DIRECTIONS FOR THIS TASK.
Go through the data and copy each line where the word "given" shows up.

(Source data)
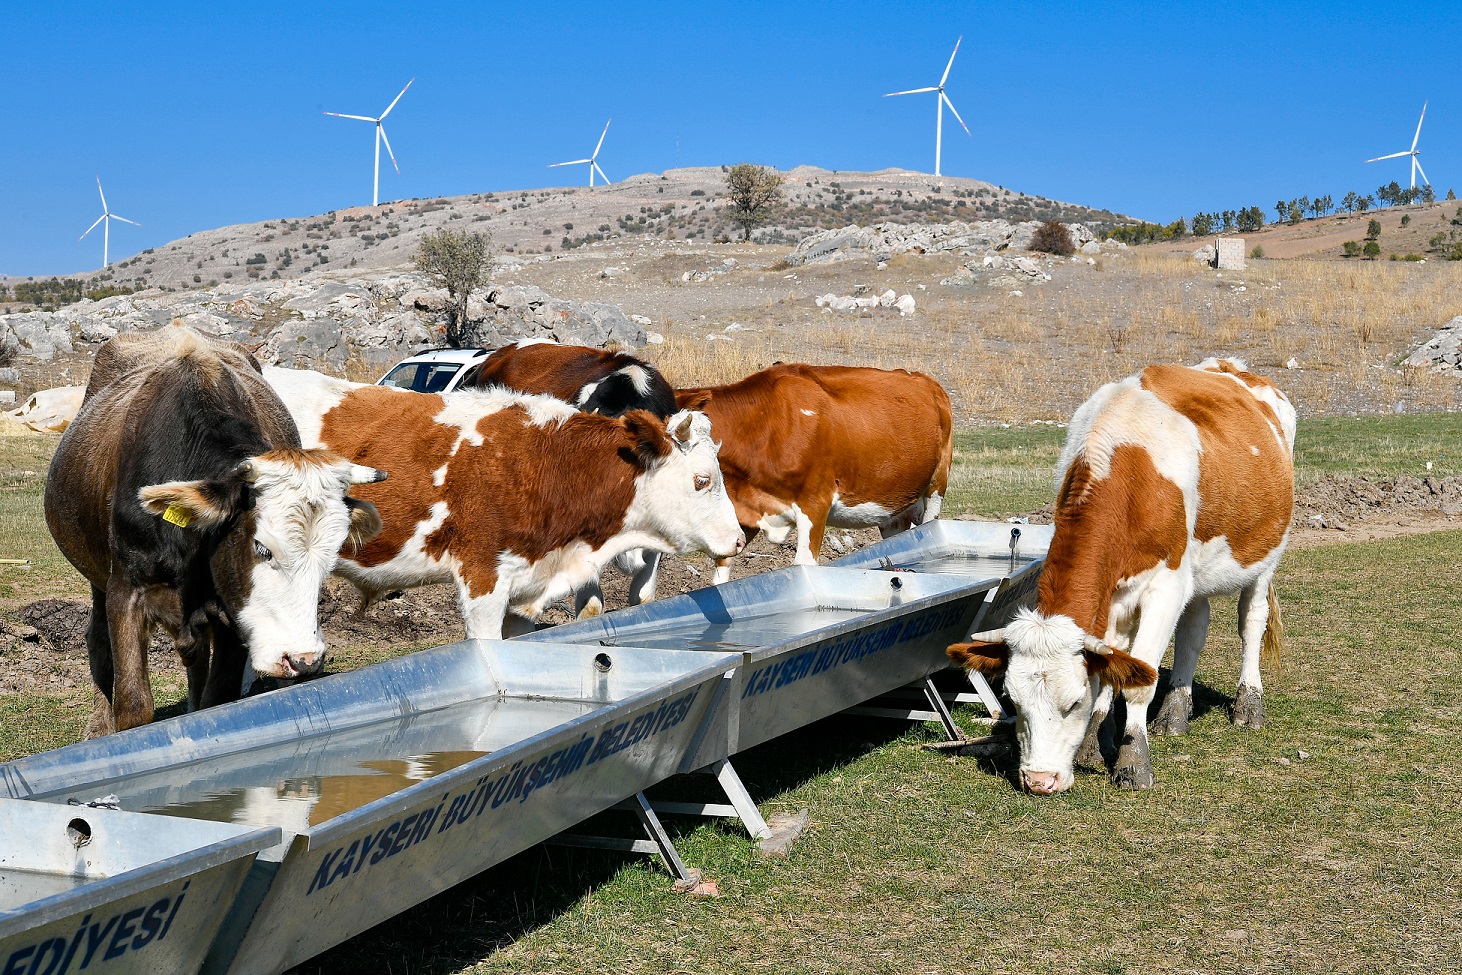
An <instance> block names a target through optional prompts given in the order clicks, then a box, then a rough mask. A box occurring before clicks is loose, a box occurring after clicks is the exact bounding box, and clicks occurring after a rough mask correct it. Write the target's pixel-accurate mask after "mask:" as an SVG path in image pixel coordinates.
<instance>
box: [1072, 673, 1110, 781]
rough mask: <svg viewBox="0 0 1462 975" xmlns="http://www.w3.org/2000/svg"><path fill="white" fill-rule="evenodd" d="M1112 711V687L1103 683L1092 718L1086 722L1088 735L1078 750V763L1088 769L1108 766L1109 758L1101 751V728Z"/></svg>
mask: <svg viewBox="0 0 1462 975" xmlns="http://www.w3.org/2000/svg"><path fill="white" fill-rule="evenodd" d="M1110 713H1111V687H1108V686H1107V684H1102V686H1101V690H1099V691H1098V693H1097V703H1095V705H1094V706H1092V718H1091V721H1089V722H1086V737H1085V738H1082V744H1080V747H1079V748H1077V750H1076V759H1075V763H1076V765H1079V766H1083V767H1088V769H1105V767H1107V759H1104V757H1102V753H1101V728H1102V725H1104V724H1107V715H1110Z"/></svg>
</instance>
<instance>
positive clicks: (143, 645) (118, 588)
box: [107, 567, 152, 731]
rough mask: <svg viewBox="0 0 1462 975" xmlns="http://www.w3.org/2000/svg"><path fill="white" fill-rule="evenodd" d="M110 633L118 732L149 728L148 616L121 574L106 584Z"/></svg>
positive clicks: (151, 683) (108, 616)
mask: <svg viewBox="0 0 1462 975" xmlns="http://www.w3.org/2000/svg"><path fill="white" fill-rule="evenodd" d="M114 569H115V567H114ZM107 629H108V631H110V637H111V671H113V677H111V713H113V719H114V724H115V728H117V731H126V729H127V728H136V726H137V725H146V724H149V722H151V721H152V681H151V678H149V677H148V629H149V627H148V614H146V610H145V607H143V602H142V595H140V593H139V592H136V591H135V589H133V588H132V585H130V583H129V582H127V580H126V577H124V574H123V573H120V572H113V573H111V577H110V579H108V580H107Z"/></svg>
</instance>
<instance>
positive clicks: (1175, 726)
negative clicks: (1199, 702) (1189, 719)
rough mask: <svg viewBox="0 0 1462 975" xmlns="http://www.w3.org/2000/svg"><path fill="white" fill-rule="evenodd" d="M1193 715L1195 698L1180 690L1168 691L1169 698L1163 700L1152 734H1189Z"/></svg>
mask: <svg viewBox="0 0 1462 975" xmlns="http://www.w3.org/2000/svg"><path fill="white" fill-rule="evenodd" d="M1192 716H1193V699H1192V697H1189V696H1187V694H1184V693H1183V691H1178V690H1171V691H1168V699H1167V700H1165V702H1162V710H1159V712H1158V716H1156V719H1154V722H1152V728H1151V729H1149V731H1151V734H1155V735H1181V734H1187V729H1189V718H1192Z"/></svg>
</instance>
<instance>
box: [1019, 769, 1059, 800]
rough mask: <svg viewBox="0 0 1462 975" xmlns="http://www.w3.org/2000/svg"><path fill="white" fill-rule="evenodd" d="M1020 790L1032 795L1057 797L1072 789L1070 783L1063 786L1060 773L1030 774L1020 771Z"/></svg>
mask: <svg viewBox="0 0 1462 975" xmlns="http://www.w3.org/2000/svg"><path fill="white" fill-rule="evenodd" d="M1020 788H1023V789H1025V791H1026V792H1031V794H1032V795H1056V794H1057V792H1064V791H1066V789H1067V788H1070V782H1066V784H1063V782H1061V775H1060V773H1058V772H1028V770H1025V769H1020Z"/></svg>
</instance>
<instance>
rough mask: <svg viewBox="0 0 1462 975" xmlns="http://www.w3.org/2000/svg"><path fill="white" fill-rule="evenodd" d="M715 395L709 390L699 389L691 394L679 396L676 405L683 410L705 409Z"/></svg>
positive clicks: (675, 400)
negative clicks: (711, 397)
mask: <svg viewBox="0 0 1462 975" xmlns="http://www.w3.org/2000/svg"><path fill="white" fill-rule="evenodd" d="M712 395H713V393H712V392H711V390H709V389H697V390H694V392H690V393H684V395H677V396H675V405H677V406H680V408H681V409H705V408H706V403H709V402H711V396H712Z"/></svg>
---
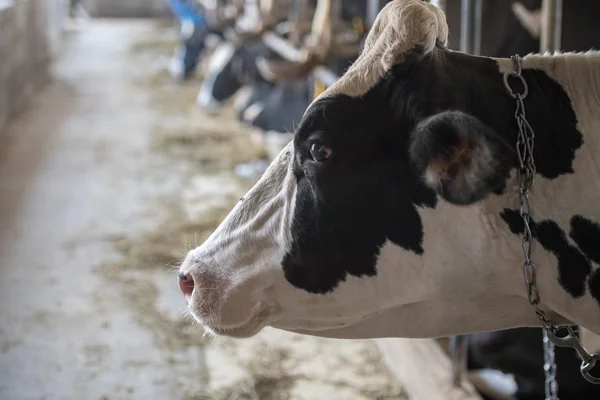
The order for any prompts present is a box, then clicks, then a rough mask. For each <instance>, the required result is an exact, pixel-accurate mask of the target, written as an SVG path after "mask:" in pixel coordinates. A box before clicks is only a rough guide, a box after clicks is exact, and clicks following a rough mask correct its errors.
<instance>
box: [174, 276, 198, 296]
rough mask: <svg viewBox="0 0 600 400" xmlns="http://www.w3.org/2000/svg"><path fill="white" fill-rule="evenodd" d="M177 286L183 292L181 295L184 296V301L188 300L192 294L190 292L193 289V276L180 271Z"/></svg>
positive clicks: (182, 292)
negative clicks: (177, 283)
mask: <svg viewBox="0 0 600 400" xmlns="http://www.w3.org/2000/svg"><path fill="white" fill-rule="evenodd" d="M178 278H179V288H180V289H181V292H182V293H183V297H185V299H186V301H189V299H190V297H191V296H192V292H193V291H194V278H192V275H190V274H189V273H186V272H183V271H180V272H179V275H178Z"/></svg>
...
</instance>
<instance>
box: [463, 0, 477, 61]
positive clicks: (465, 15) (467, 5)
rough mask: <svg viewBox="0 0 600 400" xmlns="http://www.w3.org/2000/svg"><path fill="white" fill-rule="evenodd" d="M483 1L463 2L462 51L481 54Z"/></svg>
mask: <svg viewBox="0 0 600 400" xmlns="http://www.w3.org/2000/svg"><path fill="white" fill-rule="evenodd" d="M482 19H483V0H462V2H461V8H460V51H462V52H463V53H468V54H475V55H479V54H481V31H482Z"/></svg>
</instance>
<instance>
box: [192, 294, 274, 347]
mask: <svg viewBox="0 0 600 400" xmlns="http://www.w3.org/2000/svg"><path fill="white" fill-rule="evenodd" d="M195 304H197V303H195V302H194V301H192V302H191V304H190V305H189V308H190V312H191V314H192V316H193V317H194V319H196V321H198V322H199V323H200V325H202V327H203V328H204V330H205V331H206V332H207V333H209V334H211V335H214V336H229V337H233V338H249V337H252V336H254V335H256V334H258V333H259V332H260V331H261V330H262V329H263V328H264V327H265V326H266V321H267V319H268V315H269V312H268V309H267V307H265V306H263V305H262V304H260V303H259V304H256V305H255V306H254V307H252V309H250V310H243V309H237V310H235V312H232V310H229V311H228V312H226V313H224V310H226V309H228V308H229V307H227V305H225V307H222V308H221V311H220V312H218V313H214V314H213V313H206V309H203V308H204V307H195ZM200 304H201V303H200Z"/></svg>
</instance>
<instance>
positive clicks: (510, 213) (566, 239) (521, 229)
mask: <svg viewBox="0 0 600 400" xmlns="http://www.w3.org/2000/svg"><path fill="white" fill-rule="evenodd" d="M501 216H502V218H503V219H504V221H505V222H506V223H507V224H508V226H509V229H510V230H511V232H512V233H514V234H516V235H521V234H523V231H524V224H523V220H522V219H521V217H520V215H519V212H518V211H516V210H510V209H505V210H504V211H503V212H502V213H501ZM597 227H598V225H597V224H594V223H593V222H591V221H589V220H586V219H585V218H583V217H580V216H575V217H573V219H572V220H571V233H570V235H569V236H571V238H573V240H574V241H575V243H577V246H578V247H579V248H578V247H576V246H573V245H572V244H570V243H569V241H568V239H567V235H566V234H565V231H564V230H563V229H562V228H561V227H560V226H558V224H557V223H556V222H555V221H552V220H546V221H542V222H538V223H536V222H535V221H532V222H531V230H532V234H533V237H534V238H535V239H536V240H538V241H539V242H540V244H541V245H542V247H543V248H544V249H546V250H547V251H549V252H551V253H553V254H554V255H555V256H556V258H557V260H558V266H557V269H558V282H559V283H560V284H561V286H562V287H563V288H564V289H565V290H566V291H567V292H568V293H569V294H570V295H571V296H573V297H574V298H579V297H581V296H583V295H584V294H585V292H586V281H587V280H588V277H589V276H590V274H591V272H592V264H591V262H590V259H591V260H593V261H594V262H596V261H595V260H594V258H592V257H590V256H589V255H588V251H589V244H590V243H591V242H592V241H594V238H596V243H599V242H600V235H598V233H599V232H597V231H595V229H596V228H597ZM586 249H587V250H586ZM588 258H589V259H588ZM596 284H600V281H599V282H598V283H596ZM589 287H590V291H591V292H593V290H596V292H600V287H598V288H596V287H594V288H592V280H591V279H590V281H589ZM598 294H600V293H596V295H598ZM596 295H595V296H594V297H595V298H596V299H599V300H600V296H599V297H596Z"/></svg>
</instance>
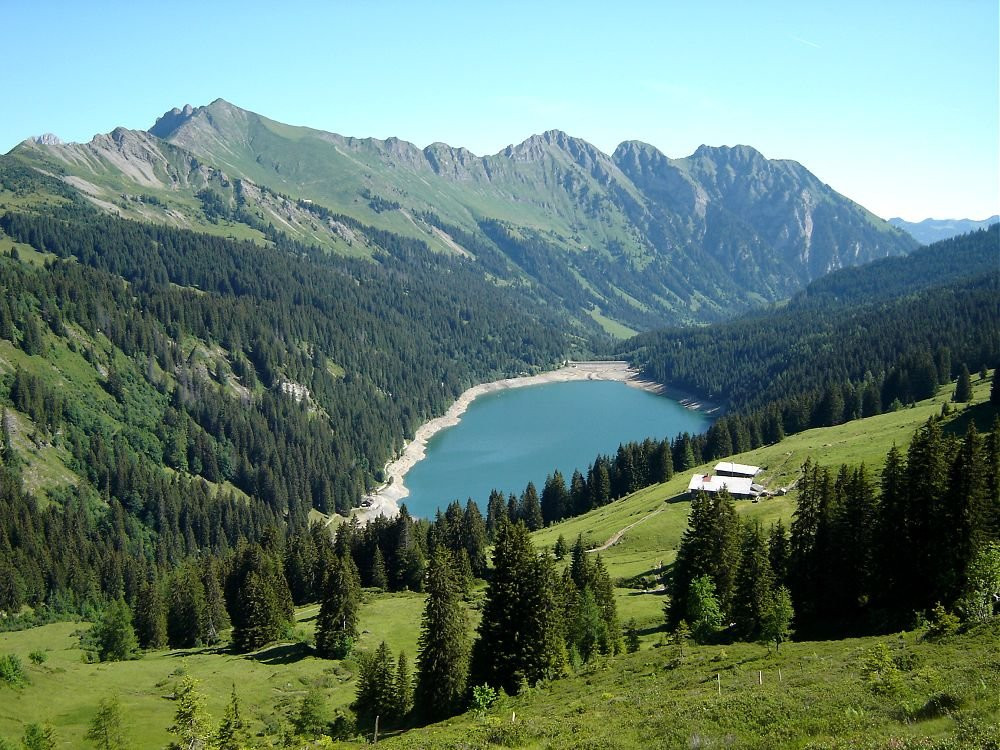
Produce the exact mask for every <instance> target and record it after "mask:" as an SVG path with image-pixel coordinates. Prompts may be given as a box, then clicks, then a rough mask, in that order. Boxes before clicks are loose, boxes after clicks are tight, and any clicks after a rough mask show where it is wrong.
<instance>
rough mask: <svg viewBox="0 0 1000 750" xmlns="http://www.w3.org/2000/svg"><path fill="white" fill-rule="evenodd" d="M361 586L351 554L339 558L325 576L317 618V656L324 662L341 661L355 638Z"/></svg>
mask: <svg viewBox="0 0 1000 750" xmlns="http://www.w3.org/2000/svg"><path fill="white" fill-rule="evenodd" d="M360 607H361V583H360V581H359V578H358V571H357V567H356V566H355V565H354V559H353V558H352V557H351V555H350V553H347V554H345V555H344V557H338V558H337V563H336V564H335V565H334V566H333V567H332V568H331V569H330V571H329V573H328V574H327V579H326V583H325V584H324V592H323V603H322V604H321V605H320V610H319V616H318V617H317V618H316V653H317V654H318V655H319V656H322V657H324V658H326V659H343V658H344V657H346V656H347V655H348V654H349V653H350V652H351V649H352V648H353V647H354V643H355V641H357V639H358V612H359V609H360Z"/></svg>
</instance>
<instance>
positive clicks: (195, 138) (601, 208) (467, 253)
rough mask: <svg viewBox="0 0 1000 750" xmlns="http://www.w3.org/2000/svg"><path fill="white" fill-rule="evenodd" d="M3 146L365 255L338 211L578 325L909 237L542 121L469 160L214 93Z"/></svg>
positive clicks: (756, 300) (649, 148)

RESPONSE.
An <instance> block names a target through optional prompts given in the order clicks, then a box, then a rough mask. A box occurring before clicks is loose, a box occurring after clicks is the exact bounding box, and clicks occurring after a rough mask correct it. Write the target's pixel-accurate mask after "mask:" as an SVG path in image pixel coordinates.
Produce the exact mask for every <instance> target and record it after "mask:" as an SVG path with image-pixel coordinates. Prompts may be given as a box, then clicks, then a rough mask, in that order. Boxes before clicks are loose, boxes after clicks are tight, and any clicks after a rough mask show where it is wrong.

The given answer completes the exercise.